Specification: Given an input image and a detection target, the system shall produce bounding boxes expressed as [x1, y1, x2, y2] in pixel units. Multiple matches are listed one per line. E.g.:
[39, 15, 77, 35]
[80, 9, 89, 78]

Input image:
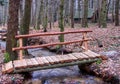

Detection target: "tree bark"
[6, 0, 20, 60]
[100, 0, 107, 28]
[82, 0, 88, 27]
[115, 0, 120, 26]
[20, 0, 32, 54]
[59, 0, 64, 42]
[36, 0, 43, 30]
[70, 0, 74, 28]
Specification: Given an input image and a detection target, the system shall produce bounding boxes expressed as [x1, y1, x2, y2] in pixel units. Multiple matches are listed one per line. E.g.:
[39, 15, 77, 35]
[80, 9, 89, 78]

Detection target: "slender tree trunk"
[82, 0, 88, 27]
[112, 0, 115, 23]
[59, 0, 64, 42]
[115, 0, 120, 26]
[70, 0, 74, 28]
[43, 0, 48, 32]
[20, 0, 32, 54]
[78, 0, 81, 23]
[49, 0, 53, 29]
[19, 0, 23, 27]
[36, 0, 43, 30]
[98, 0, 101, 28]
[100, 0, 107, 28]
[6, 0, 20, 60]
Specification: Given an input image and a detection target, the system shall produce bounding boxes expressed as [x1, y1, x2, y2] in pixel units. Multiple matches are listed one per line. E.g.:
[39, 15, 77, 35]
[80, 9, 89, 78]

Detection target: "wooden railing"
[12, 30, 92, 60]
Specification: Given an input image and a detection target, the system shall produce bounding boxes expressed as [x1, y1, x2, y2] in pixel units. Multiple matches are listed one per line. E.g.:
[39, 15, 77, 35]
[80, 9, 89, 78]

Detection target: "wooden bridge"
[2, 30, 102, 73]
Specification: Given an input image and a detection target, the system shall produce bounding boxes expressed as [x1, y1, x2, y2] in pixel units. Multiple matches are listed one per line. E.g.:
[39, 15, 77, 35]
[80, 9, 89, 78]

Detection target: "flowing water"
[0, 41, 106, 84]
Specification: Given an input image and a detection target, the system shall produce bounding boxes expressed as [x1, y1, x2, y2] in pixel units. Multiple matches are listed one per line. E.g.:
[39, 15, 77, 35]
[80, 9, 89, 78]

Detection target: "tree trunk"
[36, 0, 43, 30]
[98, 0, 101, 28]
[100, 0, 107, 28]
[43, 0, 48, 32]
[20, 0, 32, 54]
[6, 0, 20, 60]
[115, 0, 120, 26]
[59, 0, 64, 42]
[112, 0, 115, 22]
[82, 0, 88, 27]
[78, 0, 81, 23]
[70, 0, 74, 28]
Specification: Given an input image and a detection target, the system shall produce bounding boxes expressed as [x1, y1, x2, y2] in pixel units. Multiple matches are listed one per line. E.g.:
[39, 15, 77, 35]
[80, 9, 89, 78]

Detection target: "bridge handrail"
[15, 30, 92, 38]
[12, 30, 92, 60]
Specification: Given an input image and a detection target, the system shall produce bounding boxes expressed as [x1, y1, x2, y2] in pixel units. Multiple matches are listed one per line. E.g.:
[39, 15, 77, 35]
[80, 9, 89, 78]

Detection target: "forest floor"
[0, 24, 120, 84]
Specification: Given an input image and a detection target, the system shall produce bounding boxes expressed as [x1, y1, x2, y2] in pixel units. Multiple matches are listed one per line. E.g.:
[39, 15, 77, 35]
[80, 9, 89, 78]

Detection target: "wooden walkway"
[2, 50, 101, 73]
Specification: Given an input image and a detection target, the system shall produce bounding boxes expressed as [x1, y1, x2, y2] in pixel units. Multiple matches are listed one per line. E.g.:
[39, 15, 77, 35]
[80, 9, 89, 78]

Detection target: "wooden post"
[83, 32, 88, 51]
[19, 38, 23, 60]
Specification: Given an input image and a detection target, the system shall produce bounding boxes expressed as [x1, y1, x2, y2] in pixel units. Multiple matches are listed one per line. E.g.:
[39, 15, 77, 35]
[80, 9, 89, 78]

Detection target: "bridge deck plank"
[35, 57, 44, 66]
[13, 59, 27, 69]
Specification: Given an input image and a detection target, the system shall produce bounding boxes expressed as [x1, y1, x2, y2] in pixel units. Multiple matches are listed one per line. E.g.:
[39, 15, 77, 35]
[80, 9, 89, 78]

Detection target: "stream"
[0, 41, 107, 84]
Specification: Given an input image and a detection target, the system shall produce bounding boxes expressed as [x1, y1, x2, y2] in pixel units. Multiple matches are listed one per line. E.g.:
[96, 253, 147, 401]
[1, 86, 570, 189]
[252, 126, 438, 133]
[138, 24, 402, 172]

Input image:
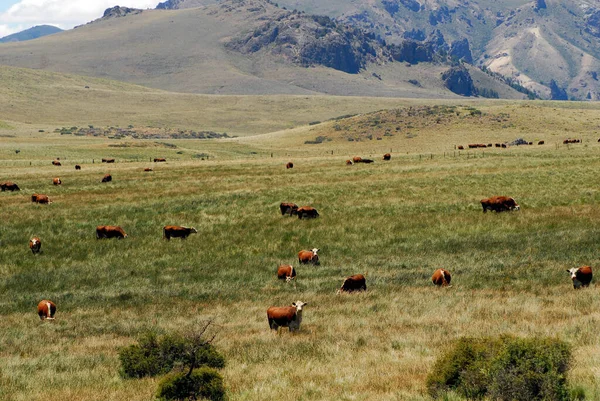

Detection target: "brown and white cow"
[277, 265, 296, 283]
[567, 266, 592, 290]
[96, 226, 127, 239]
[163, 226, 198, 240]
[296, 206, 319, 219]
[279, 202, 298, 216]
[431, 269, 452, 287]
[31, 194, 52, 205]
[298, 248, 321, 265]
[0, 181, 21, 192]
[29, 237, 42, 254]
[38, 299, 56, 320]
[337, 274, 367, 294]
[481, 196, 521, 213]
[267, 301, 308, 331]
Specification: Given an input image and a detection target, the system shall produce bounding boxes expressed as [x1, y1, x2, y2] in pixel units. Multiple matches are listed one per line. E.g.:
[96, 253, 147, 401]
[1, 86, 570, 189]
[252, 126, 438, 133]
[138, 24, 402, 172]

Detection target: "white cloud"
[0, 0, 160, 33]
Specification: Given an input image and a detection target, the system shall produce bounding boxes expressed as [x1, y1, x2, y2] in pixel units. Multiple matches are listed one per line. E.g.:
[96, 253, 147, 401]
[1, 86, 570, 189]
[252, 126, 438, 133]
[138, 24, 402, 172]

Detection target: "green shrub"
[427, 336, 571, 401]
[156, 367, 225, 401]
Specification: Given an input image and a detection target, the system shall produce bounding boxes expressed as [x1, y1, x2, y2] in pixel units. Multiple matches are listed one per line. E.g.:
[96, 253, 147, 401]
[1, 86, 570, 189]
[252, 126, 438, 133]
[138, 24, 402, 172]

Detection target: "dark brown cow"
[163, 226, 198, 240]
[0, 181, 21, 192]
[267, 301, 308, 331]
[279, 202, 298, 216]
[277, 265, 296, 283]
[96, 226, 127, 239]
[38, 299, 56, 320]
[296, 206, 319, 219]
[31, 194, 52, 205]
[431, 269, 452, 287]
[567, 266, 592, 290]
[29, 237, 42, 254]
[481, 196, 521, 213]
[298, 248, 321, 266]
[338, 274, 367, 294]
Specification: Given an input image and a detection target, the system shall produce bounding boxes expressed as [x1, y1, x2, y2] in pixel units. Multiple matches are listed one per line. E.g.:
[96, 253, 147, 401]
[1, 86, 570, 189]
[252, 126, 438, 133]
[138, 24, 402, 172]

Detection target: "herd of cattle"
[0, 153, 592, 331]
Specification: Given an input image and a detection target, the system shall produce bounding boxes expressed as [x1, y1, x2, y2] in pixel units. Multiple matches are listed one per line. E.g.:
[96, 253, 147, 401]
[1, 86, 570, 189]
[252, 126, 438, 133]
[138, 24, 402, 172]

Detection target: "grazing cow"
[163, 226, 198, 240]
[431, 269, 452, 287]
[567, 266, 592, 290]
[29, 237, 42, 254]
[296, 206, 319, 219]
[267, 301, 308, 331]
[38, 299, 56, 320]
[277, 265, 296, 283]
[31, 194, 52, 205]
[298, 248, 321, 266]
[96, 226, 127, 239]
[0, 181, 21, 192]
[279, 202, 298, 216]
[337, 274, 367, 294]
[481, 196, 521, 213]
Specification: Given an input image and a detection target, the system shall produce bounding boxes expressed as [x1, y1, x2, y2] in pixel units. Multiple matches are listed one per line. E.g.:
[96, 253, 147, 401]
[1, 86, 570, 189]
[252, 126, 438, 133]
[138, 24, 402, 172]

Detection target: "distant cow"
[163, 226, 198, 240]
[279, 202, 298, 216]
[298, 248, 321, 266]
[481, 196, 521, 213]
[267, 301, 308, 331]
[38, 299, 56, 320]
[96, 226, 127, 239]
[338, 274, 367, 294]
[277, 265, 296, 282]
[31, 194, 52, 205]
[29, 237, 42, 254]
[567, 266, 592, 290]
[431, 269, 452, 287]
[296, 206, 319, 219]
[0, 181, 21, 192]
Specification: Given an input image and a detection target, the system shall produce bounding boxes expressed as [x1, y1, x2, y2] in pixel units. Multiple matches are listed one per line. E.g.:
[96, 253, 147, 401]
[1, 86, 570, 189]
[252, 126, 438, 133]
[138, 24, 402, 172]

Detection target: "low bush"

########################################

▸ **Work to be completed**:
Reproduce the entries word for word, from their first line up to and including the line that contains "[0, 41, 106, 84]". Leave out the pictures.

▸ **Written response**:
Specification: Given an input image and a detection target, the system shall produce bounding boxes expressed as [x1, y1, x2, y2] in pixel units. Multiple matches are listed one per line. E.g.:
[39, 15, 77, 35]
[80, 9, 89, 78]

Input image:

Detection target: "tree bark"
[6, 0, 20, 60]
[100, 0, 107, 28]
[82, 0, 88, 27]
[115, 0, 120, 26]
[20, 0, 32, 54]
[59, 0, 64, 42]
[36, 0, 43, 30]
[70, 0, 74, 28]
Specification: Given an input image and a detection target, the system shall produce bounding boxes expressed as [x1, y1, x2, y2] in pixel units. Multiple matches are listed one per line. E.g.:
[39, 15, 77, 35]
[80, 9, 89, 78]

Detection target: "slender tree trunk"
[82, 0, 88, 27]
[112, 0, 115, 23]
[59, 0, 64, 42]
[115, 0, 120, 26]
[70, 0, 74, 28]
[43, 0, 48, 32]
[20, 0, 32, 54]
[78, 0, 81, 23]
[49, 0, 53, 29]
[19, 0, 23, 27]
[36, 0, 43, 30]
[98, 0, 101, 28]
[100, 0, 107, 28]
[6, 0, 20, 60]
Specification: Given an input image and a detection target, the system shall produce bounding boxes expressed as [x1, y1, x2, y2] in pixel units. Multiple matches are listed one per line. E.g.:
[39, 15, 77, 35]
[80, 9, 89, 78]

Detection target: "wooden railing"
[12, 30, 92, 60]
Specification: Given an input image and a detection target, the system shall produce bounding boxes expressed as [x1, y1, x2, y2] in pixel units. Multiple matches are listed one per line. E.g.:
[39, 15, 77, 35]
[80, 9, 89, 78]

Detection target: "wooden bridge"
[2, 30, 102, 73]
Specification: Given an input image and a detection target, the system shall produce bounding boxes expressed as [x1, y1, x2, y2] in pixel units. Multiple matches are listed one per line. E.g.:
[39, 15, 77, 35]
[80, 9, 89, 78]

Detection target: "flowing water"
[0, 41, 106, 84]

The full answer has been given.